:: Region outline entries ::
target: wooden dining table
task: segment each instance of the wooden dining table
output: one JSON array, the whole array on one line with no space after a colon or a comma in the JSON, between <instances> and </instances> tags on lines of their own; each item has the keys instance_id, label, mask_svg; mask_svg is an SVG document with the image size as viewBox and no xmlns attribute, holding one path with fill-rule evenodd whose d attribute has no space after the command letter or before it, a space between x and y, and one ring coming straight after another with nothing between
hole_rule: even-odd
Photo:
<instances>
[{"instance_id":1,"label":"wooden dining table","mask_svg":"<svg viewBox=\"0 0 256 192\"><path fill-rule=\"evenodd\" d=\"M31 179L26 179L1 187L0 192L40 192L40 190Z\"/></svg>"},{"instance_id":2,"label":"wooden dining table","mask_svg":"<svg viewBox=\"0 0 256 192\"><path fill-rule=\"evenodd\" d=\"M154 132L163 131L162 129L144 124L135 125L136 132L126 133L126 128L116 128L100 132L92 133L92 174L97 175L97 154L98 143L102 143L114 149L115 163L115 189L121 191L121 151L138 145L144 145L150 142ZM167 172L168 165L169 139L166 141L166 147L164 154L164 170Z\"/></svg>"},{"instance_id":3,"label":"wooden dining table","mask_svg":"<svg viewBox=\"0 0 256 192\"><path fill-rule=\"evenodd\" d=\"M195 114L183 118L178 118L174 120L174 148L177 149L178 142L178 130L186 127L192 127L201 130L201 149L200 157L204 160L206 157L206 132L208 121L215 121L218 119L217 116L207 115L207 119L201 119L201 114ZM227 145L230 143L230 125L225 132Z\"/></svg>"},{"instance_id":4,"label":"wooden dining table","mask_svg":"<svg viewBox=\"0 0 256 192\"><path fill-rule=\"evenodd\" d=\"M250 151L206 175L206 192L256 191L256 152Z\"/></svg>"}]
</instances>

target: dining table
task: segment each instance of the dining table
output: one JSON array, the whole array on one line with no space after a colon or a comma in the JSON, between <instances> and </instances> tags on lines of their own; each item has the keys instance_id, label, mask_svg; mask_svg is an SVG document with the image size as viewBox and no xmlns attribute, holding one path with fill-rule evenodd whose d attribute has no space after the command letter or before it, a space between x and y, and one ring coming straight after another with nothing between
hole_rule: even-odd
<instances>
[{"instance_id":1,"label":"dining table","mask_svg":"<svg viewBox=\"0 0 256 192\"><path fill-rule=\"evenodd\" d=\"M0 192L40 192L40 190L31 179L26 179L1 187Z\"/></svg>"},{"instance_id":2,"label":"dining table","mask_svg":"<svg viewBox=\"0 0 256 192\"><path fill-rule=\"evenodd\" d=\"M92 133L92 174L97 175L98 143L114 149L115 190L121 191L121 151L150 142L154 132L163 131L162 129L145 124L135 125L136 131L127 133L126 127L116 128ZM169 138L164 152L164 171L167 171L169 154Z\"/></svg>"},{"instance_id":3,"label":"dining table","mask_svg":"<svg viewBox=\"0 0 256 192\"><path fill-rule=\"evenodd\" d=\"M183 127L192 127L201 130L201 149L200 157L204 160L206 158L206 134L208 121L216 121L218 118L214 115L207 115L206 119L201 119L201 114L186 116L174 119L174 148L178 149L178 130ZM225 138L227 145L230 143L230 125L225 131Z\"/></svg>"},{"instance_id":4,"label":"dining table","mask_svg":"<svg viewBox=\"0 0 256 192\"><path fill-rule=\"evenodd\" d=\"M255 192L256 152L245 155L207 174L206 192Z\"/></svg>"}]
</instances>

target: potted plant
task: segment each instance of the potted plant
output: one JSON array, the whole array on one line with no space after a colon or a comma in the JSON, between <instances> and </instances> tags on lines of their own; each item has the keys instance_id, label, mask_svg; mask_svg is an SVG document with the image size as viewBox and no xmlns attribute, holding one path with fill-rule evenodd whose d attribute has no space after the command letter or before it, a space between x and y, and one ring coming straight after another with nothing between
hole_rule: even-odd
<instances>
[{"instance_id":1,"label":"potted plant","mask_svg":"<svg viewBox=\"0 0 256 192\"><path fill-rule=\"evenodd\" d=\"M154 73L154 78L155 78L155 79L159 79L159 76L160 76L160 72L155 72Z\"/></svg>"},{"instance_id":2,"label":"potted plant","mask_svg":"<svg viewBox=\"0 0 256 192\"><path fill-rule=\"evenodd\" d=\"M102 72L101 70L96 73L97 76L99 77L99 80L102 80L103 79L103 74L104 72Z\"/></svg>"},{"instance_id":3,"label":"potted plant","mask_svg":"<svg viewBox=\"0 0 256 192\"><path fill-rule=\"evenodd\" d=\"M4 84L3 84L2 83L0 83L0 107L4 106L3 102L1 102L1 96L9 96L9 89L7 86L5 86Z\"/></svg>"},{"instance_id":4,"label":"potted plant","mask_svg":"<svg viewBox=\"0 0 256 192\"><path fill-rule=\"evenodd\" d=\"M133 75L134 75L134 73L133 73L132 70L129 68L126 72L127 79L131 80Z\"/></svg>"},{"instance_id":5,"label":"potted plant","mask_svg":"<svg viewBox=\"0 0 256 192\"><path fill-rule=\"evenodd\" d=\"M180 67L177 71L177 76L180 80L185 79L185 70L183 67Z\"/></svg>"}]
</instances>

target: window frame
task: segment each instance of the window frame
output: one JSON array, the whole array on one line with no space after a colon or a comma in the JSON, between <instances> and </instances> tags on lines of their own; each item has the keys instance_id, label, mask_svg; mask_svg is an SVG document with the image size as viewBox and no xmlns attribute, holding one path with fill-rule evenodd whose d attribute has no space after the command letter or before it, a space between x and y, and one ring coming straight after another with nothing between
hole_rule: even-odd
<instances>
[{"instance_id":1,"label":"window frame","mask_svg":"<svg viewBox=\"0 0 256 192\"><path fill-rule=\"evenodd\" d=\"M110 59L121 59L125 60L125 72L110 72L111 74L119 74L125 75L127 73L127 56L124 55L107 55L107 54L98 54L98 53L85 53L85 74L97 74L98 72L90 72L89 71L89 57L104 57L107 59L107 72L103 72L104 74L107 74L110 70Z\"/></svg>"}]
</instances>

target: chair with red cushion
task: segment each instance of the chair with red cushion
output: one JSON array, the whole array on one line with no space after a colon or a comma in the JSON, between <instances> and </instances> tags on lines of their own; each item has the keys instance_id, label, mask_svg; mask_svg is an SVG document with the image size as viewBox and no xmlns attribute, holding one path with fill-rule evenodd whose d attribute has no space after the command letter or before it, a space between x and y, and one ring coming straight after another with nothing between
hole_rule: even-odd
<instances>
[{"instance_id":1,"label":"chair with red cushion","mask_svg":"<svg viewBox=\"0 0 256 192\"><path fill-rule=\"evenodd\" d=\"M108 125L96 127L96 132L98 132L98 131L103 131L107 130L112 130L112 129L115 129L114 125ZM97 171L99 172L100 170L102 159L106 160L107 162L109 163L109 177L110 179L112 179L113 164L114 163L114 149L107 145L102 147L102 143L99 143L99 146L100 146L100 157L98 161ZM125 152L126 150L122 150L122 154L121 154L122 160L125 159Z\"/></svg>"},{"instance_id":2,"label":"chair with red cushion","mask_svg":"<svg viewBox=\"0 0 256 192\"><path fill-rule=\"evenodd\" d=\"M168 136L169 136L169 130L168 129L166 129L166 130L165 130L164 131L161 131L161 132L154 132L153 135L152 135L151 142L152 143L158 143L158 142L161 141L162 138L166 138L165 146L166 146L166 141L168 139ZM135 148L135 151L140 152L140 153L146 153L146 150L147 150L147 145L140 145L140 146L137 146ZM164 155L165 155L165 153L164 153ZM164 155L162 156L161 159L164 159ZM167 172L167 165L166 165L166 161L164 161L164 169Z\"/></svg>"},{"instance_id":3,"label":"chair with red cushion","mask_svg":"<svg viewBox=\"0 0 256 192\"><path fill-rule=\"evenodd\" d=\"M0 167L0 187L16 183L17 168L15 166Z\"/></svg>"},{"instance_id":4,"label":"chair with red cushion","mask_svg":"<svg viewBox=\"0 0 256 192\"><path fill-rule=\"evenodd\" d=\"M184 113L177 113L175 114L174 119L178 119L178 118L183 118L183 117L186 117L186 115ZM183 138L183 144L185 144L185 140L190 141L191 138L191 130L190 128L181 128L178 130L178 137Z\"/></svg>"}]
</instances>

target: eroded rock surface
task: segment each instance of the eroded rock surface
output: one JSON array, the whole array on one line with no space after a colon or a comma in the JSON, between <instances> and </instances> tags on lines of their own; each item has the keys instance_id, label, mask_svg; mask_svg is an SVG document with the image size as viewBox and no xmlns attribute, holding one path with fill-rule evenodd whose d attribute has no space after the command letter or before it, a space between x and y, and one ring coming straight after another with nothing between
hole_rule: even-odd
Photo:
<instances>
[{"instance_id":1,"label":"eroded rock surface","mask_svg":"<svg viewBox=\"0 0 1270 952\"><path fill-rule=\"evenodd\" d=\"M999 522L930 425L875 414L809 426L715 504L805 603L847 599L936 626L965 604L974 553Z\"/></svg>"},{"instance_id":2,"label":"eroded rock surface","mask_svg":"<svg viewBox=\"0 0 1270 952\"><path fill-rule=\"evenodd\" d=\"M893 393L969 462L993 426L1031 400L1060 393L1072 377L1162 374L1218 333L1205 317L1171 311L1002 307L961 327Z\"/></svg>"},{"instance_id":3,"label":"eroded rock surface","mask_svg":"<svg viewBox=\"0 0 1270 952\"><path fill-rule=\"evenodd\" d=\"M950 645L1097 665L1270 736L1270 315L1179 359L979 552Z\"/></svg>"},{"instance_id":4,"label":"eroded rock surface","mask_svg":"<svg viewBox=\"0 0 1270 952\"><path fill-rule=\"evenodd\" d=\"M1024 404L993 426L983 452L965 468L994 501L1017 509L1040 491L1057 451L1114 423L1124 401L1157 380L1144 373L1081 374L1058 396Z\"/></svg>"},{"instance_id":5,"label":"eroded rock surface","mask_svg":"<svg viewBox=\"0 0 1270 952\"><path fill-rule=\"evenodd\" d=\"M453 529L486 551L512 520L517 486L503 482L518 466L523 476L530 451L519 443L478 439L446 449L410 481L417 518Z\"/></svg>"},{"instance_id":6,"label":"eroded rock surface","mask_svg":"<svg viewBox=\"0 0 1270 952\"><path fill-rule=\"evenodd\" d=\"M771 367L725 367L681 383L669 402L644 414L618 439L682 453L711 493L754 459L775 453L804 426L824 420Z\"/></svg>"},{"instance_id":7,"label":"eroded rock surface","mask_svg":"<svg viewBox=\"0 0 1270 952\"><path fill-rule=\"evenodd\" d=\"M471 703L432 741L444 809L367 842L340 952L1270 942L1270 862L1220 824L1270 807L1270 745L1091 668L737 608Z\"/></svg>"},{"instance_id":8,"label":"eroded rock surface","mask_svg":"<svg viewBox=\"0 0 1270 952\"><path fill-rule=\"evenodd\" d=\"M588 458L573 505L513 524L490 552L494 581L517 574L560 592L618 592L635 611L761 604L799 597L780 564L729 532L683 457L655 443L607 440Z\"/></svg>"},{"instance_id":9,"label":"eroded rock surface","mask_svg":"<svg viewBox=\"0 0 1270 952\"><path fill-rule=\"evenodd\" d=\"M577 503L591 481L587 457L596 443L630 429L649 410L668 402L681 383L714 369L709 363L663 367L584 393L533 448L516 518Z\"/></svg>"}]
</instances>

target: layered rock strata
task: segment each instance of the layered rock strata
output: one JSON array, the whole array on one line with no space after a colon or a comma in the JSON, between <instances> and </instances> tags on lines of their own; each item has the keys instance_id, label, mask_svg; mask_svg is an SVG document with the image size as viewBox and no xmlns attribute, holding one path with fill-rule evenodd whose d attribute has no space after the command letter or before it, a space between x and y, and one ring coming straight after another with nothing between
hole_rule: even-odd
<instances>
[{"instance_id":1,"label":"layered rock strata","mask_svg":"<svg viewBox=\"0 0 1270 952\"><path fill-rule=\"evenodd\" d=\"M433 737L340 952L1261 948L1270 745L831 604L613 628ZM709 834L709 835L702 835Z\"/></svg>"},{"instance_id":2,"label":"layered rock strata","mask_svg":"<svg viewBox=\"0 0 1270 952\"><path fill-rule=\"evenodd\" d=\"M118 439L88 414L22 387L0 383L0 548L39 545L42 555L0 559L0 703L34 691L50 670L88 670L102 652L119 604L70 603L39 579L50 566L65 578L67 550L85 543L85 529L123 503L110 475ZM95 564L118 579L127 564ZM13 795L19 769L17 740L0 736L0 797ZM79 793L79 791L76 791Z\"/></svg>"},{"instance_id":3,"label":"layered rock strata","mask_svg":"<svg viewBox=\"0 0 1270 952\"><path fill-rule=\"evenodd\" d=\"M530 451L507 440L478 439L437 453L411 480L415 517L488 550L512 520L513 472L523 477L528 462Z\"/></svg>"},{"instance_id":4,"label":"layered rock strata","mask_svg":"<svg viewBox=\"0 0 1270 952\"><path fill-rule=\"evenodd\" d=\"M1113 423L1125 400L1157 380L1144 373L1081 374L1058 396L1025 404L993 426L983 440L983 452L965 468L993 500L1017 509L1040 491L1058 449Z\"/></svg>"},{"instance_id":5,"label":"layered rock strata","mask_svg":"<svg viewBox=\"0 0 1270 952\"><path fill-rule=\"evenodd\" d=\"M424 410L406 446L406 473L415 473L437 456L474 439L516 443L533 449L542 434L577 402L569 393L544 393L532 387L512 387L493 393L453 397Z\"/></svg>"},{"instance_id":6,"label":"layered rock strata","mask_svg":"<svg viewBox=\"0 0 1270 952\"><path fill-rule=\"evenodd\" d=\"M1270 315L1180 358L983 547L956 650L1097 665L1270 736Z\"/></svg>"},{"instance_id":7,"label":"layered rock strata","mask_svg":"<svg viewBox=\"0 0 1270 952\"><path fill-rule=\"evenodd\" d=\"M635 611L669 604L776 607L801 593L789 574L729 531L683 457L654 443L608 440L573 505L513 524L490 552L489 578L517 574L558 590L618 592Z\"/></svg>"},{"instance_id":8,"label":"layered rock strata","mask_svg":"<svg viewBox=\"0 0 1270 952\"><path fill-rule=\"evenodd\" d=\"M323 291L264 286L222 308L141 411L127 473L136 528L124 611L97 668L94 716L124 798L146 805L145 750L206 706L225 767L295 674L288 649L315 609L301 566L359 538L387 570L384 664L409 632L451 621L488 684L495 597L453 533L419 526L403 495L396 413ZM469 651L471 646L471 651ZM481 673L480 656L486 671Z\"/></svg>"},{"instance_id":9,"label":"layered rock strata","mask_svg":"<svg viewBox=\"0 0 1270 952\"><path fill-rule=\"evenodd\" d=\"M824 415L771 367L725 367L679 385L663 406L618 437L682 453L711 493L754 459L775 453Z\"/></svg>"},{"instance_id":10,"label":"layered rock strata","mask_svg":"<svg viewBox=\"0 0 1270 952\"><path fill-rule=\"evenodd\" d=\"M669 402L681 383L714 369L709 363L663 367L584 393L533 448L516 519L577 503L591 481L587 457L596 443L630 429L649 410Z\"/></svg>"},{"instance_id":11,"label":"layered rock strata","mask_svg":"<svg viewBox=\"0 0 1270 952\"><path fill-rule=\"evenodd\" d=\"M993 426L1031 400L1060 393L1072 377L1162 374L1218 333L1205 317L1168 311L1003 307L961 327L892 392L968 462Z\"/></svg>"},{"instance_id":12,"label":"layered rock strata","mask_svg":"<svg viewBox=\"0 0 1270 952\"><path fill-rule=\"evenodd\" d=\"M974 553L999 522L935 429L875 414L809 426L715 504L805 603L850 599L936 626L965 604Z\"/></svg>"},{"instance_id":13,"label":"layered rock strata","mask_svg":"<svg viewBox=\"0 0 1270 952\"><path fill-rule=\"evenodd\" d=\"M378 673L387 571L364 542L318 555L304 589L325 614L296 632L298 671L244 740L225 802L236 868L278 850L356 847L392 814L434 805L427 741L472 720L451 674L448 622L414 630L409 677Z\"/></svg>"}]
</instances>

:: What the task asks ::
Transcribe the lines above without any changes, starting with the first line and going on through the line with "task: segment each instance of the wooden".

:: Output ::
target: wooden dining table
task: segment each instance of the wooden dining table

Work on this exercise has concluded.